#### Task
Write out, word for word, the part of the passage on 401k rollover options that opens with the words containing "If you leave" and closes with "as ordinary income.".

#### Passage for review

********************

Option #1: Rollover Your Old 401k to a New 401k

If you leave your job and begin working with a new employer, you should be able to rollover your old 401k to your new 401k. This will give your assets the ability to continue to grow, tax deferred, while consolidating all the accounts into one account. Otherwise your assets will be all over the place and hard to manage. Keep in mind, that your investing options will be limited to what is provided by your new employer’s plan. Also, if you have a balance of less than $5,000 in your past employers 401k, they can cash you out at any time; and if you cash this check, it will be taxed as ordinary income.

Option #2: Rollover Your 401k into an IRA

If you don’t see yourself finding a new employer, rolling your 401k balance into a Rollover IRA account allows you to avoid taxes and continue to have your money grow tax deferred. Most of the time, a Rollover IRA will allow you to choose from a wider array of investment options than many 401k plans. The key to moving your money into a Rollover IRA is that the money should go from your 401k custodian to the Rollover IRA custodian, either a bank or brokerage firm, directly. These transfers can be complicated, and we are happy to help you through this process. Click here to schedule a call with our team and we can help you see if this is an appropriate option for you.

********************

(Referring-expression pointing data)
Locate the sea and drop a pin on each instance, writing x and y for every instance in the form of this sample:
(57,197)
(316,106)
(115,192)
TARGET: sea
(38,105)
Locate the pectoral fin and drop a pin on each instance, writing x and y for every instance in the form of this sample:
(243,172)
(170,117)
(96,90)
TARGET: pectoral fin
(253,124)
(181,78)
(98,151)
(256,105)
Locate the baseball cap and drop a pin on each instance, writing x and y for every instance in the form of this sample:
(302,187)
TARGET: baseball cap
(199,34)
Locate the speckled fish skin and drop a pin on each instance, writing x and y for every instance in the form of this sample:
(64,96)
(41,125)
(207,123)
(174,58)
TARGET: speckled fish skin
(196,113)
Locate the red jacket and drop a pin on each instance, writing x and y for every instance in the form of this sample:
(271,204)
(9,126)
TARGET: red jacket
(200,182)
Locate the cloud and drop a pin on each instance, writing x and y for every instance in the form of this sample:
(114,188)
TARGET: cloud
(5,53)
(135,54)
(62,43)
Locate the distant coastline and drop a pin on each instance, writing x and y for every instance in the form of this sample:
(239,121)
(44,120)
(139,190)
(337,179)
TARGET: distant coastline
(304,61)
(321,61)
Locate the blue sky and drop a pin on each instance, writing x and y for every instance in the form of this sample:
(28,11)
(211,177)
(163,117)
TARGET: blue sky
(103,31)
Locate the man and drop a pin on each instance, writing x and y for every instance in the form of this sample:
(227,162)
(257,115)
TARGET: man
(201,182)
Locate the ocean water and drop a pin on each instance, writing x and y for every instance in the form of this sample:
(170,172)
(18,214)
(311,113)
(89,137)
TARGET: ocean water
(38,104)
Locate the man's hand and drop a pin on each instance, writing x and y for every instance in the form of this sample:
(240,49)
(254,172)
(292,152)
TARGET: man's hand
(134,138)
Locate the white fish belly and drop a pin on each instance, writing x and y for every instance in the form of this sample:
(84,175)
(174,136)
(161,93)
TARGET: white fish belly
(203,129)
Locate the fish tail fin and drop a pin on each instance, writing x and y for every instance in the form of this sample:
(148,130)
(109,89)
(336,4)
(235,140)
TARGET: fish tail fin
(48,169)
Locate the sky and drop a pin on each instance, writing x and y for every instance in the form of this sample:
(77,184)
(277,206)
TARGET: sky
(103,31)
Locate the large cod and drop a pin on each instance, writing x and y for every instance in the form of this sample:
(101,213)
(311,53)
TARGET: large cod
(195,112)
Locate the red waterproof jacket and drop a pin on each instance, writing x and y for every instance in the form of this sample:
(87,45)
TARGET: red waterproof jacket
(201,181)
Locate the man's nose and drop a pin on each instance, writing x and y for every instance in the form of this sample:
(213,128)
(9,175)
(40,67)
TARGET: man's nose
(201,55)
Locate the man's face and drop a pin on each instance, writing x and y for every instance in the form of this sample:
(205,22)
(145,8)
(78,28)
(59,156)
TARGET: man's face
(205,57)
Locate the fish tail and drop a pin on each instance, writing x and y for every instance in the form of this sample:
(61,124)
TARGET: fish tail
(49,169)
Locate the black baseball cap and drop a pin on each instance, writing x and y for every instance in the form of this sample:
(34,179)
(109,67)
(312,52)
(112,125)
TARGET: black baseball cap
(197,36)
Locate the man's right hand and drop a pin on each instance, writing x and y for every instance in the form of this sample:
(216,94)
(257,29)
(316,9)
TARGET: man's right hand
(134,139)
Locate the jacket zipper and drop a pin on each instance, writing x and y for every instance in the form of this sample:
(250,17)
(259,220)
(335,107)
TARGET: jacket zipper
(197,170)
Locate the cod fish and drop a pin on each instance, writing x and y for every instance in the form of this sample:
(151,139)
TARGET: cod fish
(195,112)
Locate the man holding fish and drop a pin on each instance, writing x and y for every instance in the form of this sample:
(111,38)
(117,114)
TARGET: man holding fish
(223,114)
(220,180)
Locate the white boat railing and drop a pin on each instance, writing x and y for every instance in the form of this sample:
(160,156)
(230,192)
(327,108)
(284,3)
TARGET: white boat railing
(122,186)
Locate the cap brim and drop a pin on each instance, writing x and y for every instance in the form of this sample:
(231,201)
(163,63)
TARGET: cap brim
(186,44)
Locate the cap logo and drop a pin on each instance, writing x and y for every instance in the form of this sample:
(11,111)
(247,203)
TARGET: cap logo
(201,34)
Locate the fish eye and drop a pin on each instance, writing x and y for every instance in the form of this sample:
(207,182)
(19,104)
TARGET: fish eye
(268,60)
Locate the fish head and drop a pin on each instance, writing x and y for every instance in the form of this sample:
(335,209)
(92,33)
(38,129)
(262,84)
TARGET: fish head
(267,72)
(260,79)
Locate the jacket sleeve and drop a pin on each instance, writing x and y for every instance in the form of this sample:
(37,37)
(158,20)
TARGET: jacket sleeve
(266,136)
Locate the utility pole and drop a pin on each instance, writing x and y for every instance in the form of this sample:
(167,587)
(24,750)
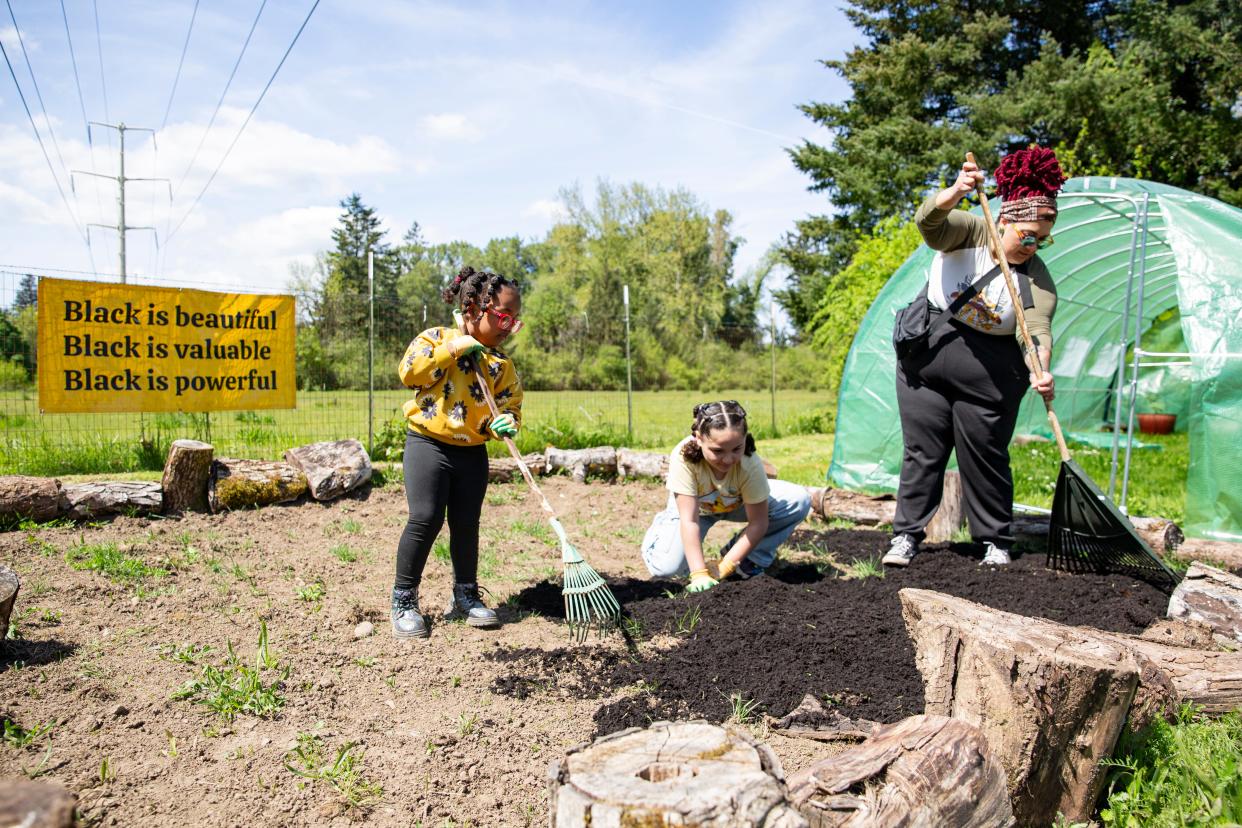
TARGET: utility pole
(121,226)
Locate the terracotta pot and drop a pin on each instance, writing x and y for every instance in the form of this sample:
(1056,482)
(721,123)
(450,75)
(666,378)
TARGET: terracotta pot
(1156,423)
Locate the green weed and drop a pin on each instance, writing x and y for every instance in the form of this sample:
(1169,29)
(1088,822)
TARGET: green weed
(344,772)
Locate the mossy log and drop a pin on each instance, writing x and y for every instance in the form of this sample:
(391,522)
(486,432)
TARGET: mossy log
(88,500)
(920,771)
(671,774)
(185,476)
(332,468)
(1210,596)
(32,498)
(244,484)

********************

#### Task result
If you leave your job and begin working with a new employer, you should be able to rollover your old 401k to your new 401k. This will give your assets the ability to continue to grow, tax deferred, while consolidating all the accounts into one account. Otherwise your assets will be all over the place and hard to manage. Keep in mind, that your investing options will be limited to what is provided by your new employer’s plan. Also, if you have a balance of less than $5,000 in your past employers 401k, they can cash you out at any time; and if you cash this check, it will be taxed as ordinary income.